Exercise passage
Initially, we reject categorizing this action as either an injunction or a receivership action because it was not brought pursuant to C.R.C.P. 65 or 66, respectively.
However, although the magistrate’s order constitutes a “judgment” under C.R.C.P. 54(a)’s broad definition as “a decree and order to or from which an appeal lies,” we also conclude it is not a judgment that may be executed or a proceeding to enforce a judgment.
Execution of judgments often refers to the “judicial enforcement of a money judgment, usually by seizing and selling the judgment debtor’s property.” Black's Law Dictionary 650 (9th ed. 2009); see also, e.g., Muck v. Arapahoe County Dist. Court, 814 P.2d 869, 872 (Colo. 1991) (“Colorado has a long history of requiring the filing of a bond as a condition for an order staying the execution of judgment.” (emphasis added)). The context of the Rules of Civil Procedure as a whole persuades us to apply this definition to C.R.C.P. 62(a). For example, C.R.C.P. 69 provides that courts shall enforce final money judgments by “writ of execution,” except when they shall issue writs of garnishment under C.R.C.P. 103.

Available data
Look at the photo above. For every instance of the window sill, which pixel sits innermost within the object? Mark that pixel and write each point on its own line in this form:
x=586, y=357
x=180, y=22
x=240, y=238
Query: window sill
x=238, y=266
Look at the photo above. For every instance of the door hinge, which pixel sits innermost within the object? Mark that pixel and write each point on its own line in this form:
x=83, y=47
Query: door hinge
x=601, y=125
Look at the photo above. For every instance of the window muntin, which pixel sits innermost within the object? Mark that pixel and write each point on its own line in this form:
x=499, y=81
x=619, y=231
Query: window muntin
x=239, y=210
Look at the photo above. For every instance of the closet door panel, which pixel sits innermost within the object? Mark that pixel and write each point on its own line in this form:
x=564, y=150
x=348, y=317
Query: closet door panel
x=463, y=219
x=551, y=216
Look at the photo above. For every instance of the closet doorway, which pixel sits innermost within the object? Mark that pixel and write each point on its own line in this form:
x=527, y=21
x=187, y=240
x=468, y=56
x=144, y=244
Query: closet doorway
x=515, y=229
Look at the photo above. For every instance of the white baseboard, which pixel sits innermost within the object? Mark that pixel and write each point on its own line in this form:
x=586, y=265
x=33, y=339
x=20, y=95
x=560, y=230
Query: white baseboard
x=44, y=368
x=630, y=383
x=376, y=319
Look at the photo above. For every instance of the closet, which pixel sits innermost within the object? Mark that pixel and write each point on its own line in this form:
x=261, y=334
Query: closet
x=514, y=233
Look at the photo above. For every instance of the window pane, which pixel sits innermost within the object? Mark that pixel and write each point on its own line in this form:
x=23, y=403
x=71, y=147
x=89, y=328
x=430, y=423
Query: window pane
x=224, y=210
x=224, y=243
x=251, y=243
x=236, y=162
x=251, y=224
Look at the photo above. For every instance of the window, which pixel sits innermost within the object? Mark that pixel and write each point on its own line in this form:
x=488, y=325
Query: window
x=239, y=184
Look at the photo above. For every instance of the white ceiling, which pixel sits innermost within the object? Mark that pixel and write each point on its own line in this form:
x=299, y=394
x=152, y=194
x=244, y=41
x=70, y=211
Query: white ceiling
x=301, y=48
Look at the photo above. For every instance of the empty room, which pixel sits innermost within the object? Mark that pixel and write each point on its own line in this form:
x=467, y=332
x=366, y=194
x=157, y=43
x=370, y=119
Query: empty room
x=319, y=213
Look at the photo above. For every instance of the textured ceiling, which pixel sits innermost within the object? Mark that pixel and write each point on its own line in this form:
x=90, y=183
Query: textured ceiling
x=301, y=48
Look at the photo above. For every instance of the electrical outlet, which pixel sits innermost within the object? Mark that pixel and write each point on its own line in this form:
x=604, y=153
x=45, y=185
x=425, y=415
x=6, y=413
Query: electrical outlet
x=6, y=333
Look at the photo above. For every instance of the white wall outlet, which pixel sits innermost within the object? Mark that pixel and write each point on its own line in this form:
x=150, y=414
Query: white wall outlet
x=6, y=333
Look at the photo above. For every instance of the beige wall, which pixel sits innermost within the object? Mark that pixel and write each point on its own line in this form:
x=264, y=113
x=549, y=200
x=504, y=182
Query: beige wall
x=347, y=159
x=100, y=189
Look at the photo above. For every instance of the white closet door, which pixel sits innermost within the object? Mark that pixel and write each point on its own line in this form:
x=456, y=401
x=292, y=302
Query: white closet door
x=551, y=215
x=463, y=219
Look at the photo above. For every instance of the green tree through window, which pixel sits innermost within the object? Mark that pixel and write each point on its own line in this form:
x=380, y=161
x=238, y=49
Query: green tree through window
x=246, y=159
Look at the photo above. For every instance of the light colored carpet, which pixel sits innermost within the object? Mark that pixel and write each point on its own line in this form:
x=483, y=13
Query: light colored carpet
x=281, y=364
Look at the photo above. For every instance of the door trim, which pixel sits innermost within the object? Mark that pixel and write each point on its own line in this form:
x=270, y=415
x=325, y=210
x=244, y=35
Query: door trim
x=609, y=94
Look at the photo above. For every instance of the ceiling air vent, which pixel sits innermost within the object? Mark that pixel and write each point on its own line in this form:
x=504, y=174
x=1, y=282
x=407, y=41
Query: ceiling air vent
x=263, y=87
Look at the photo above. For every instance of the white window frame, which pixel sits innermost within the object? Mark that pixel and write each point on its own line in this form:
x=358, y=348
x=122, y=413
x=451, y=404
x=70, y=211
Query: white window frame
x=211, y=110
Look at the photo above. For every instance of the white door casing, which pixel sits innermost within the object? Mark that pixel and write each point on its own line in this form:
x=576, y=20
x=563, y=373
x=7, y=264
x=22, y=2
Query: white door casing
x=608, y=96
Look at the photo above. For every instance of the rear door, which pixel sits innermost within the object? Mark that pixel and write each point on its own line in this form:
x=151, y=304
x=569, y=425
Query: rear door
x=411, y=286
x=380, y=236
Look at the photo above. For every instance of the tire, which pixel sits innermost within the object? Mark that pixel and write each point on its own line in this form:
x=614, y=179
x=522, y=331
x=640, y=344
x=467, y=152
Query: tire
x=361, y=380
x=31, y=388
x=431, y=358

Prompt
Please transcribe the entire excerpt on executing judgments under the Colorado rules word for word.

Solved problem
Initially, we reject categorizing this action as either an injunction or a receivership action because it was not brought pursuant to C.R.C.P. 65 or 66, respectively.
However, although the magistrate’s order constitutes a “judgment” under C.R.C.P. 54(a)’s broad definition as “a decree and order to or from which an appeal lies,” we also conclude it is not a judgment that may be executed or a proceeding to enforce a judgment.
Execution of judgments often refers to the “judicial enforcement of a money judgment, usually by seizing and selling the judgment debtor’s property.” Black's Law Dictionary 650 (9th ed. 2009); see also, e.g., Muck v. Arapahoe County Dist. Court, 814 P.2d 869, 872 (Colo. 1991) (“Colorado has a long history of requiring the filing of a bond as a condition for an order staying the execution of judgment.” (emphasis added)). The context of the Rules of Civil Procedure as a whole persuades us to apply this definition to C.R.C.P. 62(a). For example, C.R.C.P. 69 provides that courts shall enforce final money judgments by “writ of execution,” except when they shall issue writs of garnishment under C.R.C.P. 103.